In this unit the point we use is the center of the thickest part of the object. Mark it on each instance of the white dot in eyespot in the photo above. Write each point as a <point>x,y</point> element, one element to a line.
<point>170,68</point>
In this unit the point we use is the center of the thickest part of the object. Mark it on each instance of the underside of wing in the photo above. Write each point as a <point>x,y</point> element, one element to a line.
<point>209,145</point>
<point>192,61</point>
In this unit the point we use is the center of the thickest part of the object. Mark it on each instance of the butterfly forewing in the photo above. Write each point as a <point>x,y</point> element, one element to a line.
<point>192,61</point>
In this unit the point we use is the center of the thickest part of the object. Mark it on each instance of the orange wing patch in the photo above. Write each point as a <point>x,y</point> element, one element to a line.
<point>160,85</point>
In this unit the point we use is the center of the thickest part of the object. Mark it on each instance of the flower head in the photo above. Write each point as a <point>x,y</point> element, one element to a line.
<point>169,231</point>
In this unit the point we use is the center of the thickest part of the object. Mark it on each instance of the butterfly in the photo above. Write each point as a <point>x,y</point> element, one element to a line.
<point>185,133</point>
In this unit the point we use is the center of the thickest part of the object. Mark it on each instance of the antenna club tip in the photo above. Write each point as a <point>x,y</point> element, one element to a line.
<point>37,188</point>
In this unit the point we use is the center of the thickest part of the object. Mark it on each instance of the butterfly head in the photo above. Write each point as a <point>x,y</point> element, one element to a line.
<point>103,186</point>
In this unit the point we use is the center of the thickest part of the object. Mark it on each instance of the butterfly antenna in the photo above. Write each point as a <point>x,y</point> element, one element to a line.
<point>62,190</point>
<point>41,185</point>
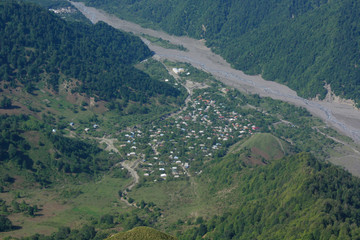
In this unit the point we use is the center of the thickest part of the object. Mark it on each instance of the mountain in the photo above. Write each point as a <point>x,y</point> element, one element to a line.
<point>296,197</point>
<point>58,76</point>
<point>39,46</point>
<point>305,44</point>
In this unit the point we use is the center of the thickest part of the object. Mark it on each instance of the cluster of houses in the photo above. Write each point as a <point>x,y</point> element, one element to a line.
<point>176,143</point>
<point>62,10</point>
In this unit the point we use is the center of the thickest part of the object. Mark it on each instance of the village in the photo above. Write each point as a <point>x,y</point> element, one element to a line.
<point>178,147</point>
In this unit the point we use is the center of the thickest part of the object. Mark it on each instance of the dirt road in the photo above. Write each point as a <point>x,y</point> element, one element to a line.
<point>342,116</point>
<point>130,166</point>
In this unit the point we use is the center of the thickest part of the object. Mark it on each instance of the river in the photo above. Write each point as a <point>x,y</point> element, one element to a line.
<point>343,117</point>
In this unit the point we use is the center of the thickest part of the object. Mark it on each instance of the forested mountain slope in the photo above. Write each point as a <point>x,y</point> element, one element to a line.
<point>296,197</point>
<point>36,46</point>
<point>304,44</point>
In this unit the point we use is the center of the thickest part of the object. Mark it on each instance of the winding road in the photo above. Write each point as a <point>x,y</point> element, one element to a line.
<point>343,117</point>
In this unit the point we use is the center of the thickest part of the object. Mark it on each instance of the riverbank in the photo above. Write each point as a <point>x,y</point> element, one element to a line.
<point>341,116</point>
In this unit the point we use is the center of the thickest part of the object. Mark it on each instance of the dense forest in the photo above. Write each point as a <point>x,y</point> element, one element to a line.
<point>301,43</point>
<point>68,155</point>
<point>37,45</point>
<point>297,197</point>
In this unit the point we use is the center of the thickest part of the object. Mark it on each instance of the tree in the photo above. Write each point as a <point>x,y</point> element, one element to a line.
<point>5,224</point>
<point>5,103</point>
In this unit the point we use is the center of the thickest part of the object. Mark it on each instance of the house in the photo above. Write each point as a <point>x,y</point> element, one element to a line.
<point>178,70</point>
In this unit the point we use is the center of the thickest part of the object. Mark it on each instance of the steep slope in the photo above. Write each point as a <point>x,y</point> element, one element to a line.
<point>141,233</point>
<point>296,197</point>
<point>304,44</point>
<point>261,147</point>
<point>36,46</point>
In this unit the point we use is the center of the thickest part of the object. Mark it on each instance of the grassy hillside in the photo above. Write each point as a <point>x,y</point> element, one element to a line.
<point>261,147</point>
<point>304,44</point>
<point>97,60</point>
<point>296,197</point>
<point>141,233</point>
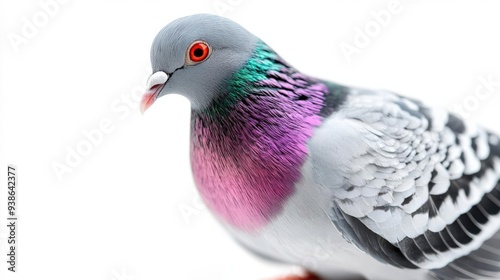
════
- [THE PROBLEM] Would you retype each line above exactly and skip every image?

- [ANSWER TO THE PROBLEM]
In this unit the point we use is the center of the thickest part of the object. Mark it on each instance of the white dot in eyespot in the photo above. Write each point as a <point>x,y</point> element, one element to a line.
<point>170,68</point>
In this unit the point we use is the center of the thickest part of the object. Mark it on each instance of the underside of wing in the photo above. Write each point as a <point>x,y</point> element, one element to a line.
<point>209,145</point>
<point>192,61</point>
In this unit the point we use is the center of the thickest part of the object. Mark it on each instance of the butterfly forewing in the photo above. Write each point as a <point>x,y</point> element, one element to a line.
<point>192,61</point>
In this unit the point we use is the center of the thickest part of the object. Mark it on each instance of the orange wing patch in the photo above. Write each point as a <point>x,y</point> element, one element to a line.
<point>160,85</point>
In this unit the point we use is the center of the thickest part of the object. Mark it on each instance of the flower head in the photo above. Write each point as a <point>x,y</point> element, one element to a line.
<point>169,231</point>
In this unit the point we use is the center of the thickest part of the object. Mark it on each instance of the butterfly in the photo above. Write each point as a <point>x,y</point> element, one element to a line.
<point>185,133</point>
In this unit the point we use is the center of the thickest part of the object. Mark it on each instance of the antenna club tip in the photo above. Write each point as a <point>x,y</point> element, one element to a line.
<point>37,188</point>
In this unit the point we use is the center of the thickest part of the object. Mark it on each instance of the butterfly head in the photo above. Write each point as a <point>x,y</point> element, one element to a line.
<point>103,186</point>
In this unit the point we use is the center of the thickest part of the object. Mark it on each instance of the butterfly antenna in the photo above. Write each point as a <point>x,y</point> element, one element to a line.
<point>62,190</point>
<point>41,185</point>
In this unit the point we use is the center of the thickest part of the object. Mark it on each instance of the mountain in the photo above. Write each point as a <point>x,y</point> element, one element to a line.
<point>296,197</point>
<point>58,76</point>
<point>39,46</point>
<point>305,44</point>
In this unit the point we use is the center of the thickest part of the object. Mark it on each instance of the cluster of houses in the photo above. Write each point as a <point>x,y</point> element, one element to a line.
<point>176,143</point>
<point>62,10</point>
In this unit the point we use is the center of the thickest part of the object. Mark it on each instance of the village in the photo above. Write each point as a <point>x,y</point> element, one element to a line.
<point>178,147</point>
In this unit the point we use is the center of the thickest part of the object. Mark it on each instance of the dirt road in the photo above. Write each point as a <point>x,y</point> element, one element to a line.
<point>342,116</point>
<point>130,166</point>
In this unit the point we use is the center of the thickest part of the object. Mark it on each instance of the river in the photo above. Write each point as a <point>x,y</point> element, one element to a line.
<point>343,117</point>
In this unit the point we use is the center of the thickest part of the object. Mark it on each instance of the forested mountain slope in the photo above. Write each point as a <point>x,y</point> element, one element to a line.
<point>296,197</point>
<point>36,46</point>
<point>304,44</point>
In this unit the point we use is the center of the thickest part of the object. Mark it on each instance of the winding road in the photo above. Write each point as a <point>x,y</point> element, one element to a line.
<point>343,117</point>
In this unit the point we use is the center of the thickest part of the object. Mark it on each instance of the riverbank in the photo above. Write each point as a <point>x,y</point> element, one element to a line.
<point>341,116</point>
In this unit the point we use is the center of the thickest part of the object. Mark it on each instance of the dense forest in the photo above. Write each point as a <point>x,y</point> element, one element to a line.
<point>301,43</point>
<point>68,155</point>
<point>37,45</point>
<point>297,197</point>
In this unit the point we use is the center of the thickest part of the object. Mark it on each instance of the tree in the photo above. Write each point as a <point>x,y</point> element, one element to a line.
<point>5,224</point>
<point>5,103</point>
In this unit the point we use is the center of the thickest part of the object. Mark it on each instance of the house in the photo above. Write each point as a <point>x,y</point> element, one element to a line.
<point>178,70</point>
In this unit the point we use is the center of the thickest part of the object. Mark it on each instance of the steep slope in the photo above. Write each point as a <point>x,y</point> element, one element to a line.
<point>141,233</point>
<point>296,197</point>
<point>304,44</point>
<point>261,147</point>
<point>36,46</point>
In this unit the point we use is the center of the thickest part of the object. Mark it on each instance of the grassy hillside in the photo above. Write each point as a <point>x,y</point> element, one element to a line.
<point>261,147</point>
<point>304,44</point>
<point>97,60</point>
<point>296,197</point>
<point>141,233</point>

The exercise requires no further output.